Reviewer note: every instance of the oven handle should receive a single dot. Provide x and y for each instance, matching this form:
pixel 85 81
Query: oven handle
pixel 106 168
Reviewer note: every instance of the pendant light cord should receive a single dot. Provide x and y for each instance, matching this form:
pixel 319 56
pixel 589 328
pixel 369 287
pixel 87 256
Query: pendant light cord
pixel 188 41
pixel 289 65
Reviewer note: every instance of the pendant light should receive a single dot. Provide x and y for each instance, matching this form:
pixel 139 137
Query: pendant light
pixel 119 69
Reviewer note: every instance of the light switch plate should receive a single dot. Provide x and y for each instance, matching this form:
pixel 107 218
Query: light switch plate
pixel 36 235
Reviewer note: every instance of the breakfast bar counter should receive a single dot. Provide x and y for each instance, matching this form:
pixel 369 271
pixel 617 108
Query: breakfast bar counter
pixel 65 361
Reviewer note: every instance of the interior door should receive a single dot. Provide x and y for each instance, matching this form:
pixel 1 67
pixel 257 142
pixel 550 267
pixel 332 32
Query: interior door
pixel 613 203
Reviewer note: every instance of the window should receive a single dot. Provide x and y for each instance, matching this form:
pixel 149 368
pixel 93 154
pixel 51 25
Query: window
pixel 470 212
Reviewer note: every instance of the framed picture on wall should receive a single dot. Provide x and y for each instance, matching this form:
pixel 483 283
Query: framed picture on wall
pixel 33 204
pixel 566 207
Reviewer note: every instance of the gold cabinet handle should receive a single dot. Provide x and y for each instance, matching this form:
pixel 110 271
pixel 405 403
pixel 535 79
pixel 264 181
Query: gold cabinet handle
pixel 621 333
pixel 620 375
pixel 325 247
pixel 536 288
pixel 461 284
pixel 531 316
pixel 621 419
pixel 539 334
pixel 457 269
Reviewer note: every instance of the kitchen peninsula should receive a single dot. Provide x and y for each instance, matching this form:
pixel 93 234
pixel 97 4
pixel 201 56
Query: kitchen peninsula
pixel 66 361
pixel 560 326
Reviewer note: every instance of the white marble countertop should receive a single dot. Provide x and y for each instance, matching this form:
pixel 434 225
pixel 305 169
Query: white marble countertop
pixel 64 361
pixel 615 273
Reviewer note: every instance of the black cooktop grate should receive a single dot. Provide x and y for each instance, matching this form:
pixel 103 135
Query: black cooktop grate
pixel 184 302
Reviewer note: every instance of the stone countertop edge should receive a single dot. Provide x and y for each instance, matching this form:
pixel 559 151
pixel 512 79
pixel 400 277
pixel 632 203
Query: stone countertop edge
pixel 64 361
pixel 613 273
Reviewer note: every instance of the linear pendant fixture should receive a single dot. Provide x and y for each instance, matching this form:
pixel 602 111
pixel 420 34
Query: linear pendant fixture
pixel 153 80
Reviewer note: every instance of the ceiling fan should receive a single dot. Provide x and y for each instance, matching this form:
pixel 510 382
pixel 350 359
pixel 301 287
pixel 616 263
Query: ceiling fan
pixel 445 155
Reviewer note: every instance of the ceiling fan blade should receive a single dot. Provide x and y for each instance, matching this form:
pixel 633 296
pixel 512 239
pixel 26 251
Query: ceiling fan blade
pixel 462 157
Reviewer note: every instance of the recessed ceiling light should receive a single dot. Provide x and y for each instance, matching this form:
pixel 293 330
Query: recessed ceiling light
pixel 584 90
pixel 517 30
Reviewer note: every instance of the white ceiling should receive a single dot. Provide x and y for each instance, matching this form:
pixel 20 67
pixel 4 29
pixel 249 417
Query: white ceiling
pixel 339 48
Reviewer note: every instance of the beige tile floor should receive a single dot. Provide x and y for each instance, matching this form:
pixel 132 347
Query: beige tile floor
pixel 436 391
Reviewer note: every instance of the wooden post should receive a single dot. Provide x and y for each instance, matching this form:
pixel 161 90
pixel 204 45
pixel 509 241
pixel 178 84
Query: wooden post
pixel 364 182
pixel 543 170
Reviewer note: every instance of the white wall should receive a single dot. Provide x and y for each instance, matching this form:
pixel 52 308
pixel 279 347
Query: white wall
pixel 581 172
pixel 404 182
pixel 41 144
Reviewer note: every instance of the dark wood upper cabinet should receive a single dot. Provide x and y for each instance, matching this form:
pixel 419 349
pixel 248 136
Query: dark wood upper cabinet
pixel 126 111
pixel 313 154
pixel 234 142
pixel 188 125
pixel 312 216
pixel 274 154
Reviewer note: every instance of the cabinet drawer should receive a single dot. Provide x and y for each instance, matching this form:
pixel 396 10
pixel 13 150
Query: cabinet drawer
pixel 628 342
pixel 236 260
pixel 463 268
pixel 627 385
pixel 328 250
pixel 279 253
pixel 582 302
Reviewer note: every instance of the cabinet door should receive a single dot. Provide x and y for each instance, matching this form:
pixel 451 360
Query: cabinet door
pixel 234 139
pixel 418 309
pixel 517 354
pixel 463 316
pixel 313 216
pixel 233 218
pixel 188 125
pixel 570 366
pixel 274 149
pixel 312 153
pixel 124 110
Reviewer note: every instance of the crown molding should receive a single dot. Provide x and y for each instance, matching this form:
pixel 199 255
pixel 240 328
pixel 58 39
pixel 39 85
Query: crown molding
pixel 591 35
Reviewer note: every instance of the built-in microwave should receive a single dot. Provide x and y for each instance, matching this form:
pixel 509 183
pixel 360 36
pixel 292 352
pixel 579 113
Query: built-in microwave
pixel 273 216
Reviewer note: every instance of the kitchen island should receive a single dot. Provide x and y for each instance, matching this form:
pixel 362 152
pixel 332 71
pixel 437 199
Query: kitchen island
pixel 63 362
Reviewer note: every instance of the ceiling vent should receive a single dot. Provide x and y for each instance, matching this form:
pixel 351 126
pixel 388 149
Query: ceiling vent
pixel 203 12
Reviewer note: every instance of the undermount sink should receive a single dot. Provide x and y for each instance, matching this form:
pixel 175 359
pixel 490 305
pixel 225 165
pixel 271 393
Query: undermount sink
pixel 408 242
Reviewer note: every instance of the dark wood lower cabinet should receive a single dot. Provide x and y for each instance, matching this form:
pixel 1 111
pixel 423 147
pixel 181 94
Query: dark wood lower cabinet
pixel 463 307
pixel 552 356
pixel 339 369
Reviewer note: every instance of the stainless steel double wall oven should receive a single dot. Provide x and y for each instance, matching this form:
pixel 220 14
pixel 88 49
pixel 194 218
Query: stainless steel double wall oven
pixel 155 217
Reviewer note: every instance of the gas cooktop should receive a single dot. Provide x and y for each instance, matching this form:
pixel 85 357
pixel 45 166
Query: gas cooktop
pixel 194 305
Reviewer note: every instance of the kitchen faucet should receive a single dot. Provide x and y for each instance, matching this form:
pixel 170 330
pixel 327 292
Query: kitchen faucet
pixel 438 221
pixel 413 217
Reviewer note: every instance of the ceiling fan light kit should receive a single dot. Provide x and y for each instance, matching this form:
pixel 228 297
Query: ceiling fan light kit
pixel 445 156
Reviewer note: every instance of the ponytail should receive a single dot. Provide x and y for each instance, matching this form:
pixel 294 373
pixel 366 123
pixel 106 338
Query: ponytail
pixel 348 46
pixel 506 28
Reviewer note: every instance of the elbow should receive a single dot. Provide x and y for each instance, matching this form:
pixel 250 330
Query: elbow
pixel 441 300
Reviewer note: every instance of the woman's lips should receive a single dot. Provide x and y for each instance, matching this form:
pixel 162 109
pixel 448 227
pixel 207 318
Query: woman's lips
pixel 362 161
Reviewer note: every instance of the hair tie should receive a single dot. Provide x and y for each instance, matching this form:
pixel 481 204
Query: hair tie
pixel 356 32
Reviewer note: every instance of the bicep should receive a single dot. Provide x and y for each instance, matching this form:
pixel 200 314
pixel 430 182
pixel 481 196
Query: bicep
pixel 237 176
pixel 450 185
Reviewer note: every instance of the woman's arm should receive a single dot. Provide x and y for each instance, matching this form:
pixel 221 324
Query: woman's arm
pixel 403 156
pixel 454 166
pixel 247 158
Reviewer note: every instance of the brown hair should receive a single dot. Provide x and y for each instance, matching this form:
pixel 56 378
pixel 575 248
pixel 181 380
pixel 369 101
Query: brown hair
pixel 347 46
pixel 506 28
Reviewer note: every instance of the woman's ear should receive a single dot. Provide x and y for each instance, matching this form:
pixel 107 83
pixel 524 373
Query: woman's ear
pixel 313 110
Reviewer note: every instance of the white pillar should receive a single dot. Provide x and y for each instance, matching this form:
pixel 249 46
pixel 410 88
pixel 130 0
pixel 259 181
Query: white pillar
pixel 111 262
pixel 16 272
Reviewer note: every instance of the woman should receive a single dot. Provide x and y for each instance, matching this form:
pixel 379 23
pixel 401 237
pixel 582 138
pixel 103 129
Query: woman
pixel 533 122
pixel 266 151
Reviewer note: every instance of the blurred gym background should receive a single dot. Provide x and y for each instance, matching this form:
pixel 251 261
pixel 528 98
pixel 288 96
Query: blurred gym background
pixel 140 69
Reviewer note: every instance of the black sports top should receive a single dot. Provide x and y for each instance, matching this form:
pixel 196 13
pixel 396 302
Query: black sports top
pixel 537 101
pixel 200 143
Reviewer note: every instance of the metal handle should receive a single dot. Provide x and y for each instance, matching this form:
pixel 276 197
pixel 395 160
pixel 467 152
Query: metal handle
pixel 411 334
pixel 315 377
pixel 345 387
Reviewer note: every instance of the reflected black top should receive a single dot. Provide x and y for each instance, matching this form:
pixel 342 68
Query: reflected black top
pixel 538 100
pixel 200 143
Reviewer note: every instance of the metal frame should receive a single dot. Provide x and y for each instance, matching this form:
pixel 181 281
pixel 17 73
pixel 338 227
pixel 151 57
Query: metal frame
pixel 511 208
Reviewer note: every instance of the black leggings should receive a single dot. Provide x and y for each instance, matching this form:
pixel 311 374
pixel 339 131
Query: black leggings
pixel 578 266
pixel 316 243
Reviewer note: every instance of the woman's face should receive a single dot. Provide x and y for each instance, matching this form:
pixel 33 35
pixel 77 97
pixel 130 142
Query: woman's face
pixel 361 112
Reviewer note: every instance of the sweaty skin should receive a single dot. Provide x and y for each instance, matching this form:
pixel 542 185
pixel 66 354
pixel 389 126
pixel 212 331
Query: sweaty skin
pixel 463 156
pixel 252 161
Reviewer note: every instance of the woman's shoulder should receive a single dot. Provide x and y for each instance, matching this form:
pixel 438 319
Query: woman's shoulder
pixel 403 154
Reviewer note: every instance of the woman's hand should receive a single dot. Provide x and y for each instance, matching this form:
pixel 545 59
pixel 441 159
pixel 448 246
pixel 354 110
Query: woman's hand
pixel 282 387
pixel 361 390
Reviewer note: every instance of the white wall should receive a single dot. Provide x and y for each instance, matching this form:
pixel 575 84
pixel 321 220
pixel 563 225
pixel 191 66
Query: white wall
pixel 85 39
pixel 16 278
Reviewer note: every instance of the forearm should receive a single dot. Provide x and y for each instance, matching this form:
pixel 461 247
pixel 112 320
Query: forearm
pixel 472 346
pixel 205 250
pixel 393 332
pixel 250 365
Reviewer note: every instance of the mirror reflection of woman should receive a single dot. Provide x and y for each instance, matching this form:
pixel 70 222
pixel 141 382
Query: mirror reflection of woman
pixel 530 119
---
■ **Task objective**:
Using the listing above, copy exactly the line that contains "pixel 616 263", the line that contains "pixel 204 45", and each line that falls between them.

■ **Solution below**:
pixel 616 263
Query: ceiling fan
pixel 445 155
Reviewer note: every instance of the ceiling fan blade should receive a single dot. Provide x and y for each instance, matching this form:
pixel 633 296
pixel 512 239
pixel 26 251
Query: ceiling fan blade
pixel 462 157
Reviewer note: every instance of the recessed ceiling light should receive a single dot. Provide x and y for each instance, matching this form:
pixel 293 330
Query: recessed ceiling light
pixel 584 90
pixel 517 30
Reviewer note: every instance of the white ceiling should receive a single dot. Provide x and y for each instance, matching this form:
pixel 20 67
pixel 4 29
pixel 249 417
Query: white ceiling
pixel 339 48
Reviewer note: every instance of the beige tile floor should receive a single dot. Provide x and y for each instance, matching this form:
pixel 132 347
Query: beige tile floor
pixel 436 391
Reviewer note: every instance of the wooden post should receive a single dot. Provide x and y for each instance, matching this form:
pixel 161 90
pixel 204 45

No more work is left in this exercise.